• [EXERCISE REQUIREMENTS]:
Copy out the lines below with each "receives a separate outline" swapped for "gets its own outline" and nothing else changed, leaving the pictures out.

• [RECORDS SUPPLIED]:
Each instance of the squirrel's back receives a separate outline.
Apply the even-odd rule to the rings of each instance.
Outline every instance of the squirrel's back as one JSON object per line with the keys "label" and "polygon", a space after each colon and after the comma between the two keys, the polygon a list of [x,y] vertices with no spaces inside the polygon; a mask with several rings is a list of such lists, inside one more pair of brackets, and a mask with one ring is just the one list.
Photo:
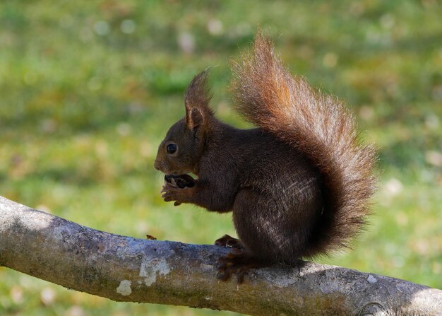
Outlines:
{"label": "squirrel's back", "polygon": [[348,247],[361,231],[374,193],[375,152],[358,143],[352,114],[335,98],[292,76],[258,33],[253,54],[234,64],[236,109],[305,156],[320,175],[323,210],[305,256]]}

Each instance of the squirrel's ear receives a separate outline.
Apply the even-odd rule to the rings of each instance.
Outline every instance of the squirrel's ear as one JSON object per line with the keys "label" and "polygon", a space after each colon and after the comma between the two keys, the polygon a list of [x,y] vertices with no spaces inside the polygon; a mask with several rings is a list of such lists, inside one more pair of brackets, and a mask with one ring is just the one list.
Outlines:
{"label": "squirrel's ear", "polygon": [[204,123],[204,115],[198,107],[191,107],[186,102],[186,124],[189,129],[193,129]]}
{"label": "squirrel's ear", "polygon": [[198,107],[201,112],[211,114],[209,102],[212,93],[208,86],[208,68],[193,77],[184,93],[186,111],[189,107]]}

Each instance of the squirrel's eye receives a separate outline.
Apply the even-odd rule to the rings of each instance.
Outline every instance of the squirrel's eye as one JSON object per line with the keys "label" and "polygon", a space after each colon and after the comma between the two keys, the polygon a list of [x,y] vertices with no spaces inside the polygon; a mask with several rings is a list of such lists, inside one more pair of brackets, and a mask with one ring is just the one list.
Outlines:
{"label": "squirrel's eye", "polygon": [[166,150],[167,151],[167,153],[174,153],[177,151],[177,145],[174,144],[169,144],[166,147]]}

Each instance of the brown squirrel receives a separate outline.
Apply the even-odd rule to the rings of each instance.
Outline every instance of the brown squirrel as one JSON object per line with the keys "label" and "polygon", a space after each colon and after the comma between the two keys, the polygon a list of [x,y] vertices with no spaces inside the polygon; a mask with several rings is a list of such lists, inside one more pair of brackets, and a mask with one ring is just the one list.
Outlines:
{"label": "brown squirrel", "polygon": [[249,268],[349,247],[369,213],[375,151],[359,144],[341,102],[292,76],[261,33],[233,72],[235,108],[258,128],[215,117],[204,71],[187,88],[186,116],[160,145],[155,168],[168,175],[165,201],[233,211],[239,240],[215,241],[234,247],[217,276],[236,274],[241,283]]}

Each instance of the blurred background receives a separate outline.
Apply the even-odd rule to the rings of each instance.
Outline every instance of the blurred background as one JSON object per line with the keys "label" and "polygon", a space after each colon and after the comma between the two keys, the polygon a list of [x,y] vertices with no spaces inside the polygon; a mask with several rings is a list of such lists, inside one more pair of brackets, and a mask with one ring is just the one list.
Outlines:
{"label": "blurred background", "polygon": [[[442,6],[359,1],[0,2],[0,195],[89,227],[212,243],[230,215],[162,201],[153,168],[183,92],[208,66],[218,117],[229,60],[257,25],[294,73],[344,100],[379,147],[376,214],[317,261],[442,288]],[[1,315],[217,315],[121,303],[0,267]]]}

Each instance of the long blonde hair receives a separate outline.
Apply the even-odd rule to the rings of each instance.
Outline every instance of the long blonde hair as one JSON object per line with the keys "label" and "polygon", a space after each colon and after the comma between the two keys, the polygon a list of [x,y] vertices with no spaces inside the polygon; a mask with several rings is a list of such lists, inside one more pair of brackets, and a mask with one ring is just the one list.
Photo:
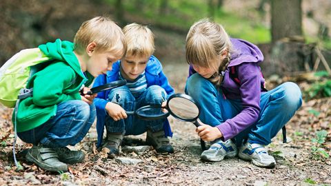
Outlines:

• [ANSWER TO THE EXERCISE]:
Each instance of the squirrel's back gets its own outline.
Apply the even-odd rule to the rings of each instance.
Outline every instance of the squirrel's back as one JSON object per line with the keys "label" and "polygon", a space after each colon and after the comma between the two keys, the polygon a list of [x,y] vertices with no spaces inside the polygon; a mask with several rings is a list of such lists, inside one more pair of brackets, and a mask with one ring is just the one list.
Photo:
Outlines:
{"label": "squirrel's back", "polygon": [[348,247],[361,231],[374,193],[375,152],[358,143],[352,114],[335,98],[292,76],[258,33],[253,54],[234,64],[236,109],[305,156],[320,175],[323,210],[305,256]]}

Each instance of the squirrel's ear gets its own outline.
Apply the even-odd rule to the rings of each instance.
Outline every instance of the squirrel's ear as one JSON object per line with the keys "label" and "polygon", a space after each colon and after the comma between the two keys, the polygon a list of [x,y] vertices with no spaces inside the polygon; a mask with several rings is a list of such lists, inside one more pair of brackets, and a mask with one ring is just the one list.
Outlines:
{"label": "squirrel's ear", "polygon": [[204,123],[204,115],[198,107],[191,107],[186,102],[186,124],[189,129],[193,129]]}
{"label": "squirrel's ear", "polygon": [[198,107],[201,112],[211,114],[209,102],[212,93],[208,86],[208,68],[193,77],[184,93],[186,111],[189,107]]}

Each instance of the squirrel's eye gets its own outline.
Apply the even-odd rule to the rings of each instance.
Outline every instance of the squirrel's eye as one JSON object per line with the keys "label" and "polygon", a space after each colon and after the comma between the two keys, the polygon a list of [x,y] vertices with no spaces inside the polygon; a mask with several rings is a list of such lists, inside one more pair of brackets, and a mask with one ring is just the one list.
Outlines:
{"label": "squirrel's eye", "polygon": [[166,150],[167,151],[167,153],[174,153],[177,151],[177,145],[174,144],[169,144],[166,147]]}

Each instance of the brown squirrel gets its own outline.
Apply the even-odd rule to the rings of each instance.
Outline every instance of the brown squirrel as one JSON object per line with the keys "label" and "polygon", a space after each colon and after the comma between the two keys, the polygon a list of [x,y] vertices with no spaces inside the polygon; a mask with several rings is a list of such lists, inside one more pair of brackets, and a mask with one ring is just the one list.
Outlines:
{"label": "brown squirrel", "polygon": [[249,268],[349,247],[369,213],[375,151],[359,144],[341,102],[292,76],[261,33],[233,72],[235,108],[258,128],[215,117],[204,71],[187,88],[186,116],[160,145],[155,168],[168,175],[165,201],[233,211],[239,240],[215,241],[234,247],[217,276],[236,274],[241,283]]}

Each instance of the blurred background gets its own outline.
Apply the even-odd rule to the rings of each instance.
Outline every instance of the blurred background as one JSON object per line with the keys "label" and "polygon", a space after each colon and after the comma between the two keys, the polygon a list of [x,y] vertices with no spaces inside the polygon; a mask with several rings is a list of such lists, inside one more pair of brackets, and a mask with one ring is just the one list.
Outlines:
{"label": "blurred background", "polygon": [[[442,6],[359,1],[0,2],[0,195],[89,227],[212,243],[230,215],[162,201],[153,168],[183,92],[208,66],[218,117],[229,60],[257,25],[294,73],[344,100],[379,147],[376,214],[317,261],[442,288]],[[1,315],[217,315],[121,303],[0,267]]]}

Each instance of the long blonde hair gets its own outline.
Apply the even-odd rule to the rings of each instance.
Outline every instance of the long blonde hair as one JSON object per line with the keys "label" and "polygon", a space after each colon and after the comma between the two keys, the polygon a list of [x,y] vertices with no spaces inside the polygon; a mask with several rings is a list of such lists, inside one more pair of brackets, and a mask with one ring is just the one list.
Photo:
Outlines:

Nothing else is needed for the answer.